#### AIM
Please write out all of the records below exactly, without changing a single character.

*****

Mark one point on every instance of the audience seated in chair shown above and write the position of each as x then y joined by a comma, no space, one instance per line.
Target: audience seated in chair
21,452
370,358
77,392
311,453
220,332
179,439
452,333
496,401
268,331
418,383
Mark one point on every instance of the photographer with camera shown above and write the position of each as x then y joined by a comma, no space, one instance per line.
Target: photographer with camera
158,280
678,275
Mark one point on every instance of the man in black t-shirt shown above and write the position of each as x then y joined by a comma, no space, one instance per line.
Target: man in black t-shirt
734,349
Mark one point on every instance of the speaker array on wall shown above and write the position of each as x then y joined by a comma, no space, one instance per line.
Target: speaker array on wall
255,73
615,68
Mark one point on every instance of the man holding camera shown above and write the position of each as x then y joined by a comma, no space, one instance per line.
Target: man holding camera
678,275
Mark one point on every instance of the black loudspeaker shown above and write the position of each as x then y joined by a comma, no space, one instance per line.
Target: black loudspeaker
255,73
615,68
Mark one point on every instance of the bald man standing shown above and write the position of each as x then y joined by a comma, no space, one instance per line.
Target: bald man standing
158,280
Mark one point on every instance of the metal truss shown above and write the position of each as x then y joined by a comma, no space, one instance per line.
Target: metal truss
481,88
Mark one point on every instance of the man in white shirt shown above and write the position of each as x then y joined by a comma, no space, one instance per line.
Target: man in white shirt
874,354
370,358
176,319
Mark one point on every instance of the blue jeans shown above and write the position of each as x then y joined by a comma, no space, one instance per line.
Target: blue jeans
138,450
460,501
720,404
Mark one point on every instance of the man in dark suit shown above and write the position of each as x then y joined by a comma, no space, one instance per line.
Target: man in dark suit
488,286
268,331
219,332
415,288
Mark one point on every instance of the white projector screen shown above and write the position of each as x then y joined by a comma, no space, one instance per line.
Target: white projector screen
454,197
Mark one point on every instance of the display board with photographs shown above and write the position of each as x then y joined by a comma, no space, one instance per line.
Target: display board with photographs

*****

#### EXPECTED ANSWER
Mark one point on every instance of the audience seated in chair shown above and write the position of each as x then y joined by a comma, no space, one instance per line.
Target: audience seated in chair
21,452
370,358
77,392
311,453
220,332
179,439
452,333
496,401
268,331
418,383
Mark one point on every instance of the photographer with camera shown above and write the position of each as x then y joined by a comma, no space, one instance per line.
Target: photographer with camera
158,280
678,275
Mark one point on every instance of the man in black t-shirt shown above and write the position of each as x then y joined by a comma, no space, one instance per line.
Target: man in black t-shirt
734,349
Mark one point on every instance of the speaker array on wall shown above and write the position of each as x then y joined by a comma, no space, one instance per line.
Target: speaker array on wall
255,73
615,68
Mark one point on every instance of the man holding camera shown above and write the position of each as x then y joined by a comma, no space, one instance per line.
Target: man holding camera
678,275
Mark one point on every instance of the black loudspeaker shown above and write the position of each as x then y joined by a comma, no space, one instance per line.
Target: black loudspeaker
255,73
615,68
Mark one point on every instance of the bald man standing shown above and write the position of each as x then y joined by a comma, no space, one instance per line.
Target: bald man standing
158,280
Mark one point on every instance of the metal truss shown above and write the position of each as x then y joined by a comma, no space, one instance per line.
Target: metal truss
481,88
Mark one point on every instance of the man in white shirt shown above and write the position of each as x then y joined by a comma, no space, one instance per line.
Target: man in white shirt
874,354
370,358
176,319
Mark one point on every instance of the blue jeans shown above and write the position of each as x then y joined by a comma, no space, one instance per line.
Target: blue jeans
138,450
460,501
720,404
Mark one point on every instance of the man in dark suit shown above and write the position of each as x then y joined by a comma, no space, one instance per line.
Target: man in dark suit
488,286
268,331
219,332
415,288
Mark one point on every instance of the white projector screen shown above and write the position of each as x then y joined by a comma, no space, one instance per line.
Target: white projector screen
454,197
Mark one point on every instance of the display board with photographs shown above and write the position of each as x then y joined by a comma, no space, one instance per line.
Target: display board with photographs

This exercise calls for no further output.